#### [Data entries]
···
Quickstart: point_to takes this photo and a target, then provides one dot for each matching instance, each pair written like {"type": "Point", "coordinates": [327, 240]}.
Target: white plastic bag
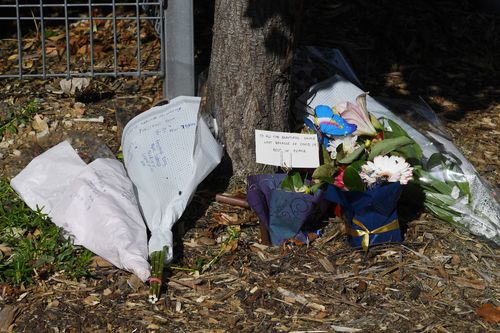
{"type": "Point", "coordinates": [168, 150]}
{"type": "Point", "coordinates": [94, 203]}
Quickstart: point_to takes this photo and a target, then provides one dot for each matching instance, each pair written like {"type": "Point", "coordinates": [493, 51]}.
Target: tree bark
{"type": "Point", "coordinates": [248, 84]}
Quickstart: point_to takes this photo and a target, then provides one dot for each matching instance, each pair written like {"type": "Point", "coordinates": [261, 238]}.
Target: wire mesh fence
{"type": "Point", "coordinates": [55, 38]}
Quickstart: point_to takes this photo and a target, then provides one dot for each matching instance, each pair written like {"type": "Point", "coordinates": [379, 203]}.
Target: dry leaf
{"type": "Point", "coordinates": [39, 124]}
{"type": "Point", "coordinates": [98, 261]}
{"type": "Point", "coordinates": [489, 313]}
{"type": "Point", "coordinates": [226, 219]}
{"type": "Point", "coordinates": [7, 316]}
{"type": "Point", "coordinates": [470, 283]}
{"type": "Point", "coordinates": [327, 265]}
{"type": "Point", "coordinates": [231, 246]}
{"type": "Point", "coordinates": [91, 300]}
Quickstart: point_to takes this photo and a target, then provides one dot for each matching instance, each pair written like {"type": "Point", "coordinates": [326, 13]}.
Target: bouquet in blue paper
{"type": "Point", "coordinates": [366, 161]}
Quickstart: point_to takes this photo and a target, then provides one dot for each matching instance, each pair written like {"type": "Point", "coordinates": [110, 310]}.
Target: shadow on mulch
{"type": "Point", "coordinates": [445, 51]}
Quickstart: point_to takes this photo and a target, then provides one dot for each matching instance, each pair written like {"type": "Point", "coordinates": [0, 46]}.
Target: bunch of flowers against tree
{"type": "Point", "coordinates": [366, 161]}
{"type": "Point", "coordinates": [361, 152]}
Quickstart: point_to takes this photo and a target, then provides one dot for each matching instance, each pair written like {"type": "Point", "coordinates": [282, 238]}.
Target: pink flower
{"type": "Point", "coordinates": [358, 115]}
{"type": "Point", "coordinates": [339, 180]}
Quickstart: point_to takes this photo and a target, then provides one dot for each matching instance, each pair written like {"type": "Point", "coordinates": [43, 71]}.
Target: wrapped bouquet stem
{"type": "Point", "coordinates": [371, 216]}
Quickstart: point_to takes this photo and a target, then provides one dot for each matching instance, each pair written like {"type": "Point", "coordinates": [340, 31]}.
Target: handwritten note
{"type": "Point", "coordinates": [286, 149]}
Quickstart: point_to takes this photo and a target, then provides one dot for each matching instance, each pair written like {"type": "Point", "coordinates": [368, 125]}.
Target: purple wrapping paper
{"type": "Point", "coordinates": [284, 214]}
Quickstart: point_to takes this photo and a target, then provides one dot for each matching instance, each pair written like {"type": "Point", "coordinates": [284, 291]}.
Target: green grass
{"type": "Point", "coordinates": [32, 247]}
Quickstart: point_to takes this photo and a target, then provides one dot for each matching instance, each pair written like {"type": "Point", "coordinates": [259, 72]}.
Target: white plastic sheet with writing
{"type": "Point", "coordinates": [94, 203]}
{"type": "Point", "coordinates": [168, 150]}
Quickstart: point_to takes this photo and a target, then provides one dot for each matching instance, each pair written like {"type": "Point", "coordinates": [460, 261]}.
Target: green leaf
{"type": "Point", "coordinates": [326, 155]}
{"type": "Point", "coordinates": [436, 159]}
{"type": "Point", "coordinates": [314, 188]}
{"type": "Point", "coordinates": [324, 171]}
{"type": "Point", "coordinates": [349, 158]}
{"type": "Point", "coordinates": [386, 146]}
{"type": "Point", "coordinates": [396, 130]}
{"type": "Point", "coordinates": [287, 183]}
{"type": "Point", "coordinates": [352, 180]}
{"type": "Point", "coordinates": [375, 122]}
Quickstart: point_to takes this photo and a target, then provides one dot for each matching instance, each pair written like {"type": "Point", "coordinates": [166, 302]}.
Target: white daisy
{"type": "Point", "coordinates": [388, 169]}
{"type": "Point", "coordinates": [348, 142]}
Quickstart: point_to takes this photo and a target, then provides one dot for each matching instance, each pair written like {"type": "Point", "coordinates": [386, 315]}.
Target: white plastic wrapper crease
{"type": "Point", "coordinates": [168, 150]}
{"type": "Point", "coordinates": [481, 216]}
{"type": "Point", "coordinates": [95, 204]}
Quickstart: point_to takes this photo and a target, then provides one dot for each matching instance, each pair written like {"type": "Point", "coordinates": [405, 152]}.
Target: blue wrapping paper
{"type": "Point", "coordinates": [365, 212]}
{"type": "Point", "coordinates": [284, 214]}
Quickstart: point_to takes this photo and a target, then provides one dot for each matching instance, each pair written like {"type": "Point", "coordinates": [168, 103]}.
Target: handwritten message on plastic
{"type": "Point", "coordinates": [286, 149]}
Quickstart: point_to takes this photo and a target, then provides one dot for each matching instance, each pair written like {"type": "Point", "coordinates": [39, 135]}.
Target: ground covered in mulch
{"type": "Point", "coordinates": [435, 281]}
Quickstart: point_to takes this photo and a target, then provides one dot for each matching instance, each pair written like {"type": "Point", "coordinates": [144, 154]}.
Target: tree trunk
{"type": "Point", "coordinates": [248, 83]}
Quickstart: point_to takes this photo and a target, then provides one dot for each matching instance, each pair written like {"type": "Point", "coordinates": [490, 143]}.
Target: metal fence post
{"type": "Point", "coordinates": [179, 79]}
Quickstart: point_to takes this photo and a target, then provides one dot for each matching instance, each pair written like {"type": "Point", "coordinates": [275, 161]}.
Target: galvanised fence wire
{"type": "Point", "coordinates": [21, 18]}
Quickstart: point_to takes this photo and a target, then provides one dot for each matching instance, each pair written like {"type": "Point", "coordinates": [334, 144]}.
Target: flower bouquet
{"type": "Point", "coordinates": [448, 184]}
{"type": "Point", "coordinates": [366, 161]}
{"type": "Point", "coordinates": [287, 207]}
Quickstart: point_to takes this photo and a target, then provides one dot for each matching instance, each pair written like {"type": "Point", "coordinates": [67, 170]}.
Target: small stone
{"type": "Point", "coordinates": [39, 124]}
{"type": "Point", "coordinates": [42, 134]}
{"type": "Point", "coordinates": [53, 125]}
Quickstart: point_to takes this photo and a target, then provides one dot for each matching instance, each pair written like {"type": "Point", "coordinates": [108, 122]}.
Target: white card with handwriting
{"type": "Point", "coordinates": [292, 150]}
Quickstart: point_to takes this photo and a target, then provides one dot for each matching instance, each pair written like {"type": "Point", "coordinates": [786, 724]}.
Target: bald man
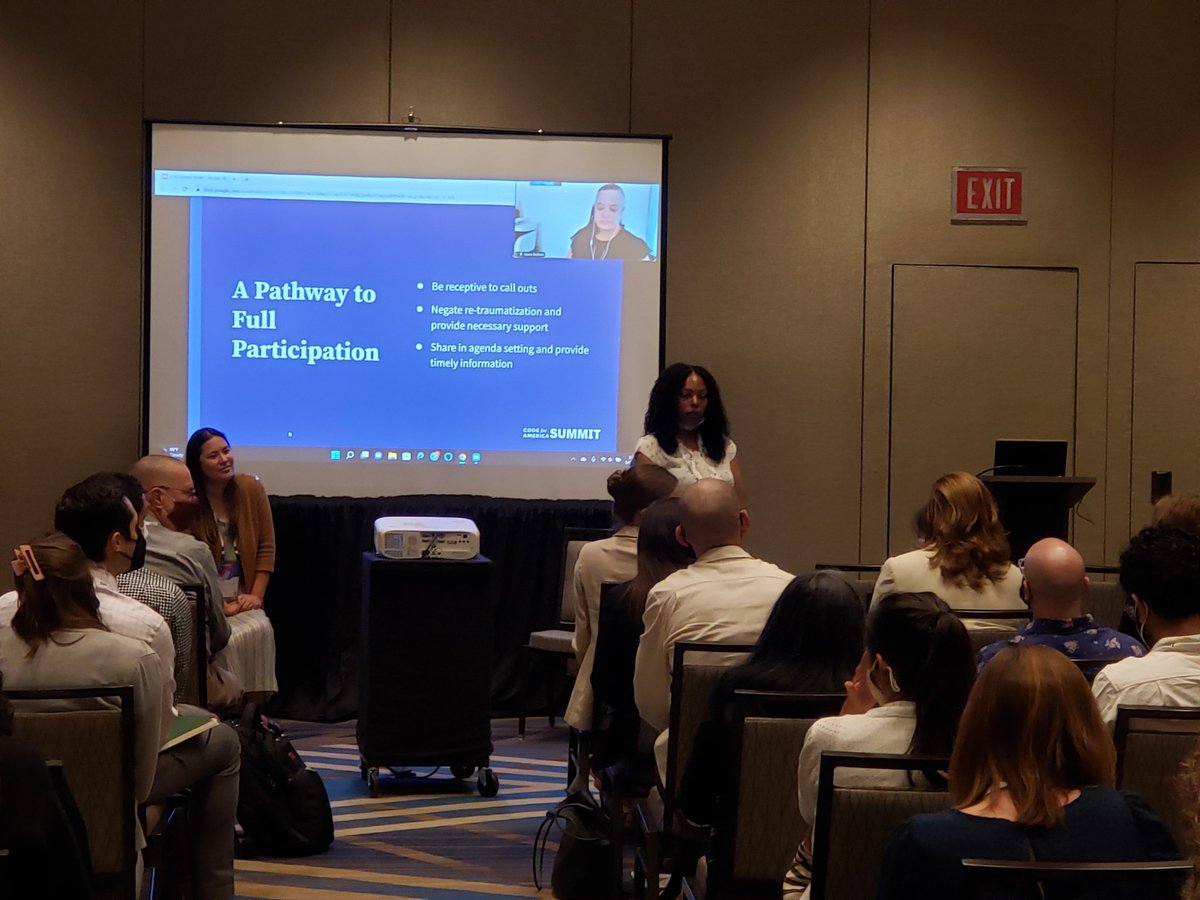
{"type": "Point", "coordinates": [1054, 587]}
{"type": "Point", "coordinates": [171, 551]}
{"type": "Point", "coordinates": [724, 597]}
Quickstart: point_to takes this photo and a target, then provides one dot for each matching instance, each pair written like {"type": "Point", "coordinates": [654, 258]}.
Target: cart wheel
{"type": "Point", "coordinates": [489, 785]}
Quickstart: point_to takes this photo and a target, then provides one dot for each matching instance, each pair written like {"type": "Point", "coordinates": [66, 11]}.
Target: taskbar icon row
{"type": "Point", "coordinates": [461, 456]}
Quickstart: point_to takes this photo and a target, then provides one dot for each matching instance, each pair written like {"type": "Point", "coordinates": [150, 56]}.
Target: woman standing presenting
{"type": "Point", "coordinates": [235, 522]}
{"type": "Point", "coordinates": [687, 431]}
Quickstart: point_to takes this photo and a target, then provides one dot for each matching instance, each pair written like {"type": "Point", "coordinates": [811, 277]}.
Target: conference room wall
{"type": "Point", "coordinates": [70, 238]}
{"type": "Point", "coordinates": [1025, 84]}
{"type": "Point", "coordinates": [813, 151]}
{"type": "Point", "coordinates": [1156, 219]}
{"type": "Point", "coordinates": [767, 107]}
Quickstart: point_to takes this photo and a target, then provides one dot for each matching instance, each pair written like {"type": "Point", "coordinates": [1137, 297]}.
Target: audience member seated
{"type": "Point", "coordinates": [616, 718]}
{"type": "Point", "coordinates": [1161, 571]}
{"type": "Point", "coordinates": [611, 561]}
{"type": "Point", "coordinates": [156, 592]}
{"type": "Point", "coordinates": [810, 645]}
{"type": "Point", "coordinates": [96, 515]}
{"type": "Point", "coordinates": [905, 697]}
{"type": "Point", "coordinates": [724, 597]}
{"type": "Point", "coordinates": [963, 555]}
{"type": "Point", "coordinates": [172, 552]}
{"type": "Point", "coordinates": [1054, 587]}
{"type": "Point", "coordinates": [234, 520]}
{"type": "Point", "coordinates": [1179, 510]}
{"type": "Point", "coordinates": [57, 640]}
{"type": "Point", "coordinates": [1031, 778]}
{"type": "Point", "coordinates": [687, 430]}
{"type": "Point", "coordinates": [41, 831]}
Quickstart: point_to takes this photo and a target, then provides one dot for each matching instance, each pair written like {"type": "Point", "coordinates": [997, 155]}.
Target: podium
{"type": "Point", "coordinates": [1036, 507]}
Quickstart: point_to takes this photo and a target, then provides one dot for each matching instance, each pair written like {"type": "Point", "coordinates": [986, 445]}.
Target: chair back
{"type": "Point", "coordinates": [853, 825]}
{"type": "Point", "coordinates": [759, 823]}
{"type": "Point", "coordinates": [1152, 744]}
{"type": "Point", "coordinates": [196, 691]}
{"type": "Point", "coordinates": [1105, 603]}
{"type": "Point", "coordinates": [1023, 877]}
{"type": "Point", "coordinates": [90, 731]}
{"type": "Point", "coordinates": [573, 543]}
{"type": "Point", "coordinates": [697, 667]}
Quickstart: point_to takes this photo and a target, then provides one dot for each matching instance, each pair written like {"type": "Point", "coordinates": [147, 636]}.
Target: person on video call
···
Locate every line in the material above that contains the word "wrapping", and copy each of those lines.

Target: purple wrapping paper
Target: blue wrapping paper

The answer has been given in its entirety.